#### [Exercise]
Update the rows from the line containing "In the photo above, where can the man in light" through the end of the rows, both ends included, changing every "red jacket" to "maroon jacket" and leaving everything else unchanged. Return only those lines.

#### [Task data]

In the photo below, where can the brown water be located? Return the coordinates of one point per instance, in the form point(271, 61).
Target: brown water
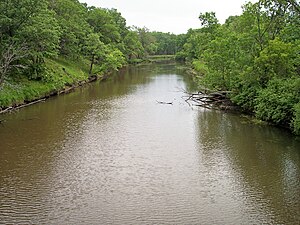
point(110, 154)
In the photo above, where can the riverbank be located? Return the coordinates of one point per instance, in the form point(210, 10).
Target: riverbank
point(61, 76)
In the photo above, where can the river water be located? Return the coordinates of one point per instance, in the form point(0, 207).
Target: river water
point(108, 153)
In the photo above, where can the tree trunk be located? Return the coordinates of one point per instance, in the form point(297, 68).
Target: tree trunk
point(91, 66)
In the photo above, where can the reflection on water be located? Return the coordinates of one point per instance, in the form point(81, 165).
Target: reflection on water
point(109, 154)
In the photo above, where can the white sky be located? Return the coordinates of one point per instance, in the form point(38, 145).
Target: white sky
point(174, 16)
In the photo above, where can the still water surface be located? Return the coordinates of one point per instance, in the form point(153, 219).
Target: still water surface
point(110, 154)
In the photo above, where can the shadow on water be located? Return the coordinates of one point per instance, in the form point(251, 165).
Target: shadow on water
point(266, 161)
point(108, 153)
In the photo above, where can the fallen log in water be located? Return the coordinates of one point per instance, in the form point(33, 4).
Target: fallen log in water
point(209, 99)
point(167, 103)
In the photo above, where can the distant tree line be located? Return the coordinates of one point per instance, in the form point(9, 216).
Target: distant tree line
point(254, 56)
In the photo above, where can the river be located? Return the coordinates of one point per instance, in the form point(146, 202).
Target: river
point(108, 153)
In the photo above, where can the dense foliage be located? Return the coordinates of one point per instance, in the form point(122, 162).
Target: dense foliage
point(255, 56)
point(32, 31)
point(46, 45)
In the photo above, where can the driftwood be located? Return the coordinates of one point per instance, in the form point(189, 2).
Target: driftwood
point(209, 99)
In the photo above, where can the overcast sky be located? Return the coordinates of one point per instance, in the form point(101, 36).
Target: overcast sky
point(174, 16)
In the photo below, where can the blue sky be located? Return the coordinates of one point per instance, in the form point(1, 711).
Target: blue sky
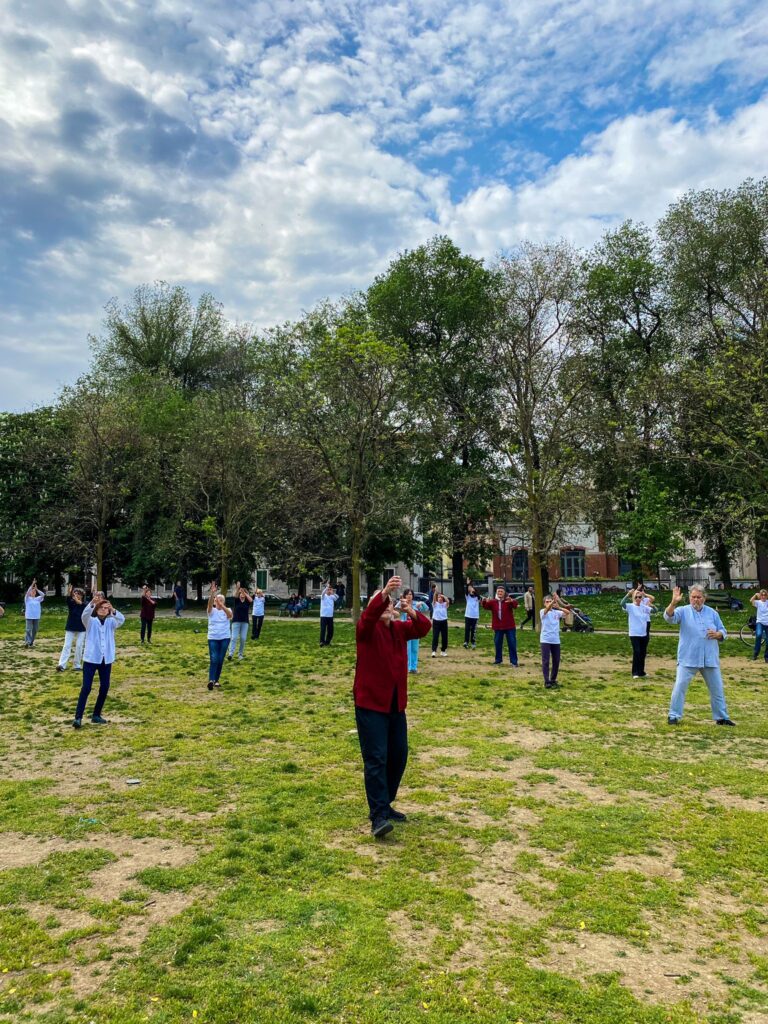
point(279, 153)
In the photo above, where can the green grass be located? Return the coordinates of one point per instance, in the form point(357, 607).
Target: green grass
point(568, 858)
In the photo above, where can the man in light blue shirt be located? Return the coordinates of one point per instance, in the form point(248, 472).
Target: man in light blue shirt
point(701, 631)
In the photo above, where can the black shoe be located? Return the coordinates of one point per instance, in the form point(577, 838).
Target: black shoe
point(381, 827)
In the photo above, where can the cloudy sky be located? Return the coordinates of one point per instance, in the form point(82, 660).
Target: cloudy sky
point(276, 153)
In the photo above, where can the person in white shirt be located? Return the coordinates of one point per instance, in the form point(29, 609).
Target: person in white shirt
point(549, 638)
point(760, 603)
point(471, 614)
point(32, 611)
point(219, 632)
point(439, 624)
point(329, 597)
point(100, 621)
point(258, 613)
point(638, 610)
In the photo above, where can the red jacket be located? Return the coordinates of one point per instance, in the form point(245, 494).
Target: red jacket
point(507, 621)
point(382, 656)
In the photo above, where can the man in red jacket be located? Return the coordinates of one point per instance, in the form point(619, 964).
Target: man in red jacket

#### [Task answer]
In the photo above, where can the man in light blue shirt be located? Return the coordinates of one point per instance, in the form point(248, 472).
Target: man in light blue shirt
point(701, 631)
In the photo above, where can the black shoe be located? Return the coordinates of one point per instance, in the form point(577, 838).
Target: black shoe
point(381, 827)
In the photo above, where can the cloudy sky be located? Return the coordinates of one point per instance, in the form point(82, 660).
Target: cloudy sky
point(276, 153)
In the photo above, where can the person in white shirt be located? Return the coordinates of one point per instance, in the form point(29, 609).
Target: person in white shirt
point(549, 638)
point(760, 603)
point(471, 614)
point(32, 611)
point(219, 632)
point(439, 624)
point(329, 597)
point(100, 621)
point(258, 613)
point(638, 610)
In the photo above, where can the maroon jacket be located? Return the coordinates of one point per instance, in the form point(245, 494).
Target: maroon jacket
point(507, 621)
point(382, 656)
In the photo above, where can the man in maroon jacket be located? Return the coordinates of one point per instance, in the form point(619, 964).
Target: man in maroon jacket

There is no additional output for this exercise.